**REQUEST:**
Return the full ice cream maker post word for word.

Enjoy Yummy Homemade Ice Cream, Frozen Yogurt, Sorbet, or Frozen Drinks the Easy Way
A few months ago, my husband came home with the shiny new (red) appliance you see here. Gently setting his new purchase on the counter with a smile, he announced that we would now be the happy makers of homemade frozen treats for years to come.
Wrinkling my nose as I spooned some Ben & Jerry's mint chocolate chip cookie dough ice cream into my face, swearing that I'd stop at just a few bites (yeah, right), I was skeptical that the concoctions we'd make with that gadget could ever come close to what came in a colorful, store-bought carton.
I was wrong.
Okay, so sorbet took us a little while longer to master, but the ice cream that came out of our new Cuisinart ICE-21 was DE-lish from the start. And it was quick and easy, too.
Here, let me show you around this handy and colorful appliance, how it works, and how to clean and store it. Then Jeremy and I will make you (okay, us) a vanilla ice cream base for countless mix-ins and toppings ... unless, of course, you like your ice cream pure and simple.
Please, come to our humble kitchen....
Introducing Our Cuisinart ICE-21's Berry Blue Mate
Actually, there are 11 different colors to choose from
While ours is bright and cheerful cherry red, I wanted to show you some other fun colors that are available.
Behold the beautiful.....
Cuisinart ICE-21 Frozen Yogurt, Ice Cream, Sorbet-Maker
The Cuisinart machine comes with this recipe booklet....

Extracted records
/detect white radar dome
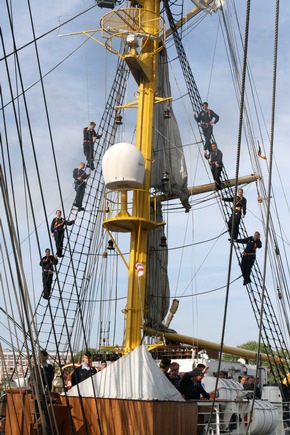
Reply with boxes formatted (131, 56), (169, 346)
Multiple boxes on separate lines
(102, 142), (144, 190)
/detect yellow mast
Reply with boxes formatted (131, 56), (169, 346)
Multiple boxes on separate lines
(125, 0), (160, 351)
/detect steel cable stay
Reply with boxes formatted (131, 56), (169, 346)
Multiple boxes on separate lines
(165, 2), (289, 418)
(221, 0), (288, 388)
(32, 56), (128, 358)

**RESPONSE TO THIS EXERCISE:**
Enjoy Yummy Homemade Ice Cream, Frozen Yogurt, Sorbet, or Frozen Drinks the Easy Way
A few months ago, my husband came home with the shiny new (red) appliance you see here. Gently setting his new purchase on the counter with a smile, he announced that we would now be the happy makers of homemade frozen treats for years to come.
Wrinkling my nose as I spooned some Ben & Jerry's mint chocolate chip cookie dough ice cream into my face, swearing that I'd stop at just a few bites (yeah, right), I was skeptical that the concoctions we'd make with that gadget could ever come close to what came in a colorful, store-bought carton.
I was wrong.
Okay, so sorbet took us a little while longer to master, but the ice cream that came out of our new Cuisinart ICE-21 was DE-lish from the start. And it was quick and easy, too.
Here, let me show you around this handy and colorful appliance, how it works, and how to clean and store it. Then Jeremy and I will make you (okay, us) a vanilla ice cream base for countless mix-ins and toppings ... unless, of course, you like your ice cream pure and simple.
Please, come to our humble kitchen....
Introducing Our Cuisinart ICE-21's Berry Blue Mate
Actually, there are 11 different colors to choose from
While ours is bright and cheerful cherry red, I wanted to show you some other fun colors that are available.
Behold the beautiful.....
Cuisinart ICE-21 Frozen Yogurt, Ice Cream, Sorbet-Maker
The Cuisinart machine comes with this recipe booklet....